*EXERCISE OBJECTIVE*. Continue the thread about datasets and extern data handling below from the point where it stops.

··· TEXT SECTION ···

Datasets miss extern data handling and other things

I'm looking into how to convert my old DatasetConfig-based datasets to the new Dataset interface (#231).

What I'm missing:

I want to combine train, dev, devtrain somehow together. This is what I would want for all training jobs. Should we provide a common data structure for this? TrainingDatasets?
With a dataset always comes the extern data. Shouldn't this be part of the Dataset interface? Otherwise you must do this manually, and somehow infer it from the dataset? Or I would need some other extended structure DatasetWithExternData or so.
Extern data would use dimension tag, and it's important that they would be shared among train/dev/devtrain. How would we do this?
I'm building some setup pipeline for standard supervised training, i.e. for the pipeline I somewhere need to define which is the input and which is the output data key in extern data. This would also be in TrainingDatasets, or maybe there would be a more special variant SupervisedTrainingDatasets?

What @Atticus1806 and I are using is e.g. the following code:

@dataclass(frozen=True)
class TrainingDatasets:
    train: Dataset
    cv: Dataset
    devtrain: Dataset
    extern_data: Dict[str, Dict[str, Any]]

Or even directly with the Datastreams we are using (and maybe can discuss to make them public as well). This is what we do for TTS setups:

@dataclass(frozen=True)
class TTSTrainingDatasets:
    """
    Dataclass for TTS Datasets
    """
    train: MetaDataset
    cv: MetaDataset
    datastreams: Dict[str, Datastream]

So no dev-train because data-aug is currently not relevant for TTS, and the type is MetaDataset because we always have multiple inputs/outputs.

For the dimension tags, maybe consider something like this (slightly adapted from my ASR setup):

    train_bpe_datastream = get_bpe_datastream(bpe_size=bpe_size, is_recog=False)
    if use_raw_features:
        audio_datastream = get_audio_raw_datastream()

··· GIVEN INFORMATION ···

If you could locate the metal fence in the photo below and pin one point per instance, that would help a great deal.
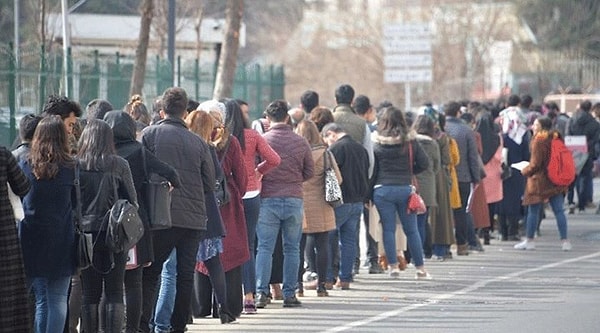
(25, 84)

···

*ANSWER TO THE PROBLEM*.
    else:
        audio_datastream = get_audio_datastream([...])
    datastreams = {
        'audio_features': audio_datastream,
        'bpe_labels': train_bpe_datastream
    }

    [.... do dataset stuff using the existing helpers...]

    return TrainingDatasets(
        train=train_dataset,
        cv=cv_dataset,
        devtrain=devtrain_dataset,
        datastreams=datastreams,
    )

This pipeline is used in my case for both "traditional" and "returnn_common" setups. For traditional setups I would do:

    extern_data = {
        key: datastream.as_returnn_extern_data_opts()
        for key, datastream in training_datasets.datastreams.items()
    }

and for RC setups (with serialization.ExternData):

    rc_extern_data = ExternData([
        datastream.as_nnet_constructor_data(key)
        for key, datastream in training_datasets.datastreams.items()
    ])

What is input and what is output is not relevant for me, because this is decided in the network construction. Especially for TTS this can switch often (e.g. duration labels as target in training but as input during speed controlled generation). Thus we also stopped using available_for_inference, but really exclude any unneeded datastream depending on the current task and store this as e.g. ForwardDatasets instead of TrainingDatasets. Not sure if this is the best approach, but it worked well for us.

So the Dataset and extern_data (Datastream) is totally separate and you leave it to the user/developer to just do it hopefully correct? This seems to me like sth which should be automatic, or not? You know what extern_data to expect for any given Dataset.

Regarding dim tags, your code seems wrong to me. It seems like you always can only get different dim tags but never share dim tags. Or at least I don't see how. E.g. in the case of framewise training, where the "classes" must have the same time-dim-tag as "data". But as I see from your code, it looks like I would get two separate (different) time dim tags, which is wrong.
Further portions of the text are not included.